◆ Task set:
A: According to the passage on medical office building markets, which market has the lowest four-quarter occupancy rate, and what is that rate?
B: Continue the passage on medical office building occupancy and rents from its final sentence.

◆ Selected passage:
+--
Those included the following:
■ When it comes to MOB occupancy rates, the coasts rule. Over the last four quarters, the markets with the highest MOB occupancy rates are on the West and East Coasts. Baltimore, New York and Boston all have occupancy rates of about 94 percent, as do the Portland, Ore., San Francisco, Seattle and San Jose, Calif., markets, which have occupancies hovering around 94 percent. Jacksonville, Fla., bests all of the top 50 markets with a four-quarter average occupancy of 95.5 percent. The worst four-quarter rate is held by Las Vegas, at 83.8 percent.
■ Triple-net MOB rents have risen significantly since 2017. Average triple-net MOB rents in the top 50 markets were $20.97 PSF in Q1 2017 and have risen to $22.32 PSF as of Q4 2019. “But interestingly, the 90th percentile base rent has been growing at a faster rate than the triple-net rent, Mr. Hargrave noted about the top properties in the sector. “In the 90th percentile rent, the average has gone from $31.76 a square foot to $35 a square foot.”
+--
◆ Information:
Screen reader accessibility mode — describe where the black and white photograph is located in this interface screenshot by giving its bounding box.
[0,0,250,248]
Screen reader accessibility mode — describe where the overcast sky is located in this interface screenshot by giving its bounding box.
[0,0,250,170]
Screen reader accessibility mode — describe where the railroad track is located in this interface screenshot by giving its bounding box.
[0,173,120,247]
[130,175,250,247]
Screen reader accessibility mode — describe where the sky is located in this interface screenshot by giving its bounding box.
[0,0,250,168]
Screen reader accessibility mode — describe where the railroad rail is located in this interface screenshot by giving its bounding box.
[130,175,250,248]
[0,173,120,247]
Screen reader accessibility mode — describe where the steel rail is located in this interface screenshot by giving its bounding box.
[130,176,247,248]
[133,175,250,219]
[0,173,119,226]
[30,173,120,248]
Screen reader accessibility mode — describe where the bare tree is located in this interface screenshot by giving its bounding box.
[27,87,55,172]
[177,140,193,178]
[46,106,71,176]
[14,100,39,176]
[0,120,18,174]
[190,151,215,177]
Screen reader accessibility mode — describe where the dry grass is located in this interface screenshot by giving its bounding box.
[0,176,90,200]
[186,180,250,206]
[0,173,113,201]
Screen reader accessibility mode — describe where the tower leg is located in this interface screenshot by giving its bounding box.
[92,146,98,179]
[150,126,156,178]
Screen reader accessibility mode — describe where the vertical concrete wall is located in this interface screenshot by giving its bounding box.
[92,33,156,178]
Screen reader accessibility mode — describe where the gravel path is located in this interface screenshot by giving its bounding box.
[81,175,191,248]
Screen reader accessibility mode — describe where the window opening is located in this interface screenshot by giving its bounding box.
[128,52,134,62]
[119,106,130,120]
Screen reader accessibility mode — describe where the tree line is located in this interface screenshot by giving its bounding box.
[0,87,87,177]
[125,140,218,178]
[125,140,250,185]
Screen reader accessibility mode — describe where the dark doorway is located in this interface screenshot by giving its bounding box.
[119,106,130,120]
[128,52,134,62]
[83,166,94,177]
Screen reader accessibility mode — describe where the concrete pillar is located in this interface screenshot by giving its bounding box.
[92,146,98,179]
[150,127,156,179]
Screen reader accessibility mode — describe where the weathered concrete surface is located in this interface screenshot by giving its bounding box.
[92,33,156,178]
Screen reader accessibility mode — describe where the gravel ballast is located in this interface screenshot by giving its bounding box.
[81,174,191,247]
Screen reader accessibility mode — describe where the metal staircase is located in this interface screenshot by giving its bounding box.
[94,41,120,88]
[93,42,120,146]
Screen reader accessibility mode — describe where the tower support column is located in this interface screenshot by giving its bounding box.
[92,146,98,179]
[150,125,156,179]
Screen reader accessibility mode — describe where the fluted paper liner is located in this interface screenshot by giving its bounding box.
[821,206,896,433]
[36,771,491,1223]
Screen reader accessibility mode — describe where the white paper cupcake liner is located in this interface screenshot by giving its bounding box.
+--
◆ Results by task:
A: Las Vegas, at 83.8 percent.

B:
■ Hospital real estate sales skyrocketed in 2019. According to Mr. Hargrave, the sales volume for hospital facilities in 2019 was $5.9 billion, a 69 percent increase over 2018. “This is mostly third party investors that are buying the real estate, but there’s also some hospital-to-hospital transactions here,” Mr. Hargrave noted, adding that the increase in volume in 2019 was driven largely by Birmingham, Ala.-based Medical Properties Trust (NYSE: MPW), “which had a very active year of purchasing hospital real estate. “
■ The number of MOBs under construction is quite a bit higher than a year ago. “There are 732 medical office buildings that are under construction as of the end of 2019,” Mr. Hargrave said. “That compares to 617 that were under construction just one year ago.”
■ Private equity investors continue to dominate the MOB acquisition market. In 2018, with the healthcare-focused REITs on the sidelines when it came to investing in MOBs, private equity investors made a whopping 68 percent of the purchases in the market, by volume, while the REITs accounted for just 19 percent – a low point in recent years. And while the REITs bounced back in 2019 by accounting for 33 percent of the MOB investment activity by volume, private equity investors still accounted for 55 percent of the volume. Health systems accounted for 10 percent of the MOB investment activity in 2019, down slightly from 11 percent in 2018.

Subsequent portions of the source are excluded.